- _問題文_
下の室内音響についての本文によると、新宿厚生年金ホールが大変聞きづらいホールだったのはなぜですか。一文で答えてください。

- _本文_
● ● ●

私の専門分野は室内音響で、当時、新宿厚生年金ホールの壁が平行であったために、ニニー・ロッソがトランペットを吹くと0.5秒位遅れて後方の壁で反射した音がステージに戻って来て大変聞きづらいホールでした。 そこで良いコンサートホールを造るための模型による基礎実験をその当時担当していました。 図―1のように長方形の部屋ですと、部屋の高さであるL1の長さが半波長に相当するf1の周波数の共鳴が起きます。同じように縦の長さL2の長さが半波長に相当するf2の周波数の共鳴が起きます。 横はL3の長さが半波長に相当するf3の周波数の共鳴が起きます。従ってこの部屋の周波数特性は図―1の下のグラフのようにf1とf2とf3の周波数で共鳴が起きるため、その部分でピークを持った周波数特性になります。 この部屋で音楽を聴くとf1とf2とf3の音が出た時に部屋で共鳴して、その音だけが極端に大きく聞こえる訳です。(ここでは基本振動だけを考えていますが、実際には更に高調波振動があり更に複雑な共鳴になります。)」 向かい合った壁を平行にするのではなく、蓄音機のホーンのように徐々に広げた壁にする必要があります。野原で音楽を聴くのであれば、出た音が帰って来る事が無いため共鳴の問題はありません。しかし部屋で音楽を聴くとなると、部屋の共鳴は避けられません。 であるならば、どの音が来ても全ての周波数が連続して共鳴することと、同じ周波数の音が2か所以上で共鳴しないことがコンサートホールを造る上での鉄則になります。 (同じ周波数が部屋の2か所で共鳴すると聴く場所において2か所から来る音の位相が逆位相になると音が聞こえなくなる音抜けの減少が起きるからです。) そこで図―2のような非平行な長い壁を考えます、それを3つに分けて、1つを床と天井に、1つを舞台と後方の壁に、1つを左右の壁にします。 このような部屋を造る事によって部屋の中の共鳴は連続して途切れることがなく、しかも同じ周波数が2か所で共鳴することが無いため位相のズレも起きません。 従って周波数特性も図―2の下の表のように、フラットな特性に近づくのです。このようなことを、40年前に10分の1サイズで模型実験することが私の最初の研究テーマでしたが、同じことがこの蓄音機のホーンの共鳴にも言えることなのです。

● ● ●

[保存済みデータ項目]

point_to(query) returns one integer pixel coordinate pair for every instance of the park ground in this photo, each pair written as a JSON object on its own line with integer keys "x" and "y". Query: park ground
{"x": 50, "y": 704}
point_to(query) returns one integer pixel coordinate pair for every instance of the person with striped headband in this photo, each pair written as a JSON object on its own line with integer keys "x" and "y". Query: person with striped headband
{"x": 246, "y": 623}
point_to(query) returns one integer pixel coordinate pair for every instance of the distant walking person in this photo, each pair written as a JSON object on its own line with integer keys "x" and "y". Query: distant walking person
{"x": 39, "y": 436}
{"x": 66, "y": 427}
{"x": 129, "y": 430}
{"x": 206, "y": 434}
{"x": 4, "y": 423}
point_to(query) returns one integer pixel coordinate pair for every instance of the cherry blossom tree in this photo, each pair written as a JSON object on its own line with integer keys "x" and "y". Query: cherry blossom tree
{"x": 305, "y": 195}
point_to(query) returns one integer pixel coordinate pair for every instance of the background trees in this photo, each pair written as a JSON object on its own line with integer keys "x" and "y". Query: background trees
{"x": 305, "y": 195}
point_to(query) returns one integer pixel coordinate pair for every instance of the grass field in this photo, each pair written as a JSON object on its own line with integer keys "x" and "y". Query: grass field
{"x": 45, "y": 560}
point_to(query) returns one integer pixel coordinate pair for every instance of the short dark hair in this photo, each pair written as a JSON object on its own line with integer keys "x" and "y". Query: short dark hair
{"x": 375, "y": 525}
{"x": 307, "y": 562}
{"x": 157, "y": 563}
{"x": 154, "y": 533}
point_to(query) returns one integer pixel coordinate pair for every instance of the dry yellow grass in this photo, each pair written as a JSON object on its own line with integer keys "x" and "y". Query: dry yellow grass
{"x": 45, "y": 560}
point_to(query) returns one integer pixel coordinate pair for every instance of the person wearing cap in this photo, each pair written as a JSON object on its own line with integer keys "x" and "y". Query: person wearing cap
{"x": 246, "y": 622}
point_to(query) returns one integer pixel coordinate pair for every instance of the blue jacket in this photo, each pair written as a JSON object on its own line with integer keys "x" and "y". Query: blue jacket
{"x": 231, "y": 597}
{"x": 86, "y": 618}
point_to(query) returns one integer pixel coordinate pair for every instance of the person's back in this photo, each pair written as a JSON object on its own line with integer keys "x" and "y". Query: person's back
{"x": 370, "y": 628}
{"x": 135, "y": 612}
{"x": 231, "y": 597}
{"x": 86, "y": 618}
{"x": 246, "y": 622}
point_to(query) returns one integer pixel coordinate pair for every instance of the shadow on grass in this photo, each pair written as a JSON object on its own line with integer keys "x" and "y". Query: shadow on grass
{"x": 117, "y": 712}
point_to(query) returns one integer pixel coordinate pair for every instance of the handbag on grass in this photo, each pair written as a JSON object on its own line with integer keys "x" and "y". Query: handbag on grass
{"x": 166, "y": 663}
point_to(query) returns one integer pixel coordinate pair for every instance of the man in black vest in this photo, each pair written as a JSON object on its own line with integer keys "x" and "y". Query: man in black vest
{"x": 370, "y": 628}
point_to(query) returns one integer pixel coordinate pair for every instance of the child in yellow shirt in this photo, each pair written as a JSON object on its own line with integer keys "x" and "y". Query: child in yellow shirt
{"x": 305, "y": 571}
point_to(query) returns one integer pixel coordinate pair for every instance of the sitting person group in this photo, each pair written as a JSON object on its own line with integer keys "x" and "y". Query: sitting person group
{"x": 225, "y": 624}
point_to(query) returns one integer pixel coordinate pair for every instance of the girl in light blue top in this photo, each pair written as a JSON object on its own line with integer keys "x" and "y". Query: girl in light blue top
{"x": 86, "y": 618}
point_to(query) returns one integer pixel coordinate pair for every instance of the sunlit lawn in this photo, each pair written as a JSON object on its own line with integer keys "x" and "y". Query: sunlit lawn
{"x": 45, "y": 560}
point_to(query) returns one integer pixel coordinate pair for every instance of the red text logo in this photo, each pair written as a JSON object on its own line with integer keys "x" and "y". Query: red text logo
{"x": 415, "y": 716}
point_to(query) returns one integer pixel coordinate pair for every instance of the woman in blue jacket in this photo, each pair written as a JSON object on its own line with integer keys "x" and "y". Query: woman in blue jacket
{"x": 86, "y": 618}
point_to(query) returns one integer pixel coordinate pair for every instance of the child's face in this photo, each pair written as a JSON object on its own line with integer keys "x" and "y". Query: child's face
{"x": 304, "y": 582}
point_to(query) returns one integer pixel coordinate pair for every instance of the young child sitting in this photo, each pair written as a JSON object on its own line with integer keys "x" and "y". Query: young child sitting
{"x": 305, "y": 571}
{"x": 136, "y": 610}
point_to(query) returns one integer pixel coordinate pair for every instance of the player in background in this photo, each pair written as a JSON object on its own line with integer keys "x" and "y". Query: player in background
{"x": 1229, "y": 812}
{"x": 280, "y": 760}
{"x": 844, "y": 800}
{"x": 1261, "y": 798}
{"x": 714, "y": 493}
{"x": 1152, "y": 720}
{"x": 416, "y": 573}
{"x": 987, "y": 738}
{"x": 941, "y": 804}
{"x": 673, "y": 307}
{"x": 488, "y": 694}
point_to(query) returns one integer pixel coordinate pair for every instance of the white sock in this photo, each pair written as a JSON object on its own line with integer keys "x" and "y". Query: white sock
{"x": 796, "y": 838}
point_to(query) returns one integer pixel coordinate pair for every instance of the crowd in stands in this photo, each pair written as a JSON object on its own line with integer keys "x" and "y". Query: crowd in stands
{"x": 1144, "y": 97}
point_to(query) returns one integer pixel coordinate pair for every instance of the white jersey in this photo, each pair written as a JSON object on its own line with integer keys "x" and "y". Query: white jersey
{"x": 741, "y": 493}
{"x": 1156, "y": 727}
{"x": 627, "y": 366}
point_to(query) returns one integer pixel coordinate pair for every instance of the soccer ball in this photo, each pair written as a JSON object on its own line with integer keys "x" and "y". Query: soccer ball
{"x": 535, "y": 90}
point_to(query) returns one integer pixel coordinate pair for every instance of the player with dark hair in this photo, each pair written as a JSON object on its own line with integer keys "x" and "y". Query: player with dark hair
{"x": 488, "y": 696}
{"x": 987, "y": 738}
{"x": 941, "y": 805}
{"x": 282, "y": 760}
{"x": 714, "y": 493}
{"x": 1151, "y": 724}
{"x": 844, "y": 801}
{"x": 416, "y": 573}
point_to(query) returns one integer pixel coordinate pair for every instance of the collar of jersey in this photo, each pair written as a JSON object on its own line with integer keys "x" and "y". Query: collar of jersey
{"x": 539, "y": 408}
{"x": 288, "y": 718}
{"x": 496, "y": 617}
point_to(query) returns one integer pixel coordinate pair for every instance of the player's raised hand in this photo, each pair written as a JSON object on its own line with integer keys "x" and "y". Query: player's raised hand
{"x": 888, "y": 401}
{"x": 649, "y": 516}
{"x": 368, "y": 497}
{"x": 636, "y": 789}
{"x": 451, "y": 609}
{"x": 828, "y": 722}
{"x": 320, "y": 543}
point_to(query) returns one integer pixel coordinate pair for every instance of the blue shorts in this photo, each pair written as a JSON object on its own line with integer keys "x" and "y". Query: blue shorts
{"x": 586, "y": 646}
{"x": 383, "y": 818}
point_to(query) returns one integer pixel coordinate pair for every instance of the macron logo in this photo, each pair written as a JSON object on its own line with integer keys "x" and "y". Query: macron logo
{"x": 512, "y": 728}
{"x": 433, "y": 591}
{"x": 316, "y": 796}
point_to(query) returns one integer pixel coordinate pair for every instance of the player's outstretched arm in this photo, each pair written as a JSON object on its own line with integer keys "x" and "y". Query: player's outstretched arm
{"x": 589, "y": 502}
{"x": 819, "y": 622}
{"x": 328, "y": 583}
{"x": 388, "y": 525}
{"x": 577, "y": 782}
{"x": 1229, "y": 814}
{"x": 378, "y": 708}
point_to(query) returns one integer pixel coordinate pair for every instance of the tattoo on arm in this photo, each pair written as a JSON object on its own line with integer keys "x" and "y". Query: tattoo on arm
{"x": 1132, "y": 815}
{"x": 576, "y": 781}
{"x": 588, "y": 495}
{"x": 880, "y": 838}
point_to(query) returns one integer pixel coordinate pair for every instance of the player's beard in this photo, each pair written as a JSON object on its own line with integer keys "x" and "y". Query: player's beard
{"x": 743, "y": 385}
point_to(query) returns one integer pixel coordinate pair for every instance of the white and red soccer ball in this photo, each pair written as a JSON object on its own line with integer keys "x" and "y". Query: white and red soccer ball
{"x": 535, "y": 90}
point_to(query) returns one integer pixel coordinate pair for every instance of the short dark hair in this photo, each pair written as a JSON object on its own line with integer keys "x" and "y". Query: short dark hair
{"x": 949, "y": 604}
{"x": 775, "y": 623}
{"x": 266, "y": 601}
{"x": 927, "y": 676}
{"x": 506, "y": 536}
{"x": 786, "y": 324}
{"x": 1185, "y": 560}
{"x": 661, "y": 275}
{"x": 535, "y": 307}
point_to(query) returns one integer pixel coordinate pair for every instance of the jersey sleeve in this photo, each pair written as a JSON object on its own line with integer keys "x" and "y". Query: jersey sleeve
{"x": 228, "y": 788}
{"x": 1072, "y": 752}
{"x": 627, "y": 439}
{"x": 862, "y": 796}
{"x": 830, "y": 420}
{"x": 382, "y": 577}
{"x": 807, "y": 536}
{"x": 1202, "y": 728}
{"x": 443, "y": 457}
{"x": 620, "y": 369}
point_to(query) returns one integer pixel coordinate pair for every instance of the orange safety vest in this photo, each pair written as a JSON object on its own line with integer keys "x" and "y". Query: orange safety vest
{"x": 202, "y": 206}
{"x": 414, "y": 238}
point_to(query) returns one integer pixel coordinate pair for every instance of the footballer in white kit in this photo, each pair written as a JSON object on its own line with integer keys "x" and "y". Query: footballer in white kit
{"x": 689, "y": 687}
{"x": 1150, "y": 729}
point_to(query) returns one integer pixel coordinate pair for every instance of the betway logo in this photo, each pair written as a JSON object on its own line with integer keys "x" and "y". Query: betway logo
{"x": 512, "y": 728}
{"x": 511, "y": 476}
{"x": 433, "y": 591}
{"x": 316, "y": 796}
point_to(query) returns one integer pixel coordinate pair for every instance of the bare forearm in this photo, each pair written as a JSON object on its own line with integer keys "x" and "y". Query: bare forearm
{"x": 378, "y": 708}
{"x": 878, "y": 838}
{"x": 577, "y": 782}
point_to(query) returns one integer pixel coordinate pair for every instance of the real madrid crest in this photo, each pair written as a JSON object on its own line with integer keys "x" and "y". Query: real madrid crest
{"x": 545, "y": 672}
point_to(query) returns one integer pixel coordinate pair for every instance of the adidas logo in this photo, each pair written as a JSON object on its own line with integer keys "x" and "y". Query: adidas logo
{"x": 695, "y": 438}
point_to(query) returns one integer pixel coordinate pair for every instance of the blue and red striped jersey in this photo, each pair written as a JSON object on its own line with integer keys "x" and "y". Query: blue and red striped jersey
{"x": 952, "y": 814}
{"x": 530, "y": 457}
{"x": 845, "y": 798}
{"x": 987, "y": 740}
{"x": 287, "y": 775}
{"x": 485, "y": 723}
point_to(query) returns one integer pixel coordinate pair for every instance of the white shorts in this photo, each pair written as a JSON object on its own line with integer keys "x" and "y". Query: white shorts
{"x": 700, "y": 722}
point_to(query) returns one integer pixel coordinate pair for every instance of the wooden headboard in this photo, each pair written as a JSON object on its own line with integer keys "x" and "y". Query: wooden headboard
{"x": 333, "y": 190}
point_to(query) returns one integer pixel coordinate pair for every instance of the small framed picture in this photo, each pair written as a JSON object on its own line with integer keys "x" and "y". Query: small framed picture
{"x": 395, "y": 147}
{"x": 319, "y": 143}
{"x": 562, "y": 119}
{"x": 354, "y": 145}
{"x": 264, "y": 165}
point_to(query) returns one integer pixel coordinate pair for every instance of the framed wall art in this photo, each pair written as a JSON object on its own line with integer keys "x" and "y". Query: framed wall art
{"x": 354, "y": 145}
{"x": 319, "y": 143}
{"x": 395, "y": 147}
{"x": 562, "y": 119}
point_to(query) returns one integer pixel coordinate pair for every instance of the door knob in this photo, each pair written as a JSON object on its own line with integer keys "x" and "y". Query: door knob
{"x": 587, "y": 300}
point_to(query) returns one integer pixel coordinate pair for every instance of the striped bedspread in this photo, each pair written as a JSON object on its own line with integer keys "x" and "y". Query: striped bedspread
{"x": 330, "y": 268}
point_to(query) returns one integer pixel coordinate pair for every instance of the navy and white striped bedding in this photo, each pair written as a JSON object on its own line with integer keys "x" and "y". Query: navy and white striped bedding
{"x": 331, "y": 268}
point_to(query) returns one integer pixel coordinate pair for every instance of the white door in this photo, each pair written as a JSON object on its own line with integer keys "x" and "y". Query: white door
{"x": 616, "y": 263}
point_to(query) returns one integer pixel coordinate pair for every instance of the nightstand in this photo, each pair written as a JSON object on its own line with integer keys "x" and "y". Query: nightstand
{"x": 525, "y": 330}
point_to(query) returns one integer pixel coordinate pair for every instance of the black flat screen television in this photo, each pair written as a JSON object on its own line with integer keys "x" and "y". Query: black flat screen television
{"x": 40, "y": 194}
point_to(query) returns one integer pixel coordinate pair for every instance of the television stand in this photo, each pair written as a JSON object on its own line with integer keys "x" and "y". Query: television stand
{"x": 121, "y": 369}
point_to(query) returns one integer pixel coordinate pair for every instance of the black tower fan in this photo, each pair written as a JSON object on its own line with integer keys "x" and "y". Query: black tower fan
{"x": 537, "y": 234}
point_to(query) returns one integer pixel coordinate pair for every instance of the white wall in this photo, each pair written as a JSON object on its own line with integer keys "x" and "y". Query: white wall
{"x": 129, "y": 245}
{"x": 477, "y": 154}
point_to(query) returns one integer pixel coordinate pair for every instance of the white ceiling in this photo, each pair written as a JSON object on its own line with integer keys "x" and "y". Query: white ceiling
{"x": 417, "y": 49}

● ● ●

- _解答_
壁が平行であったために、トランペットの音が後方の壁で反射し、0.5秒位遅れてステージに戻って来たからです。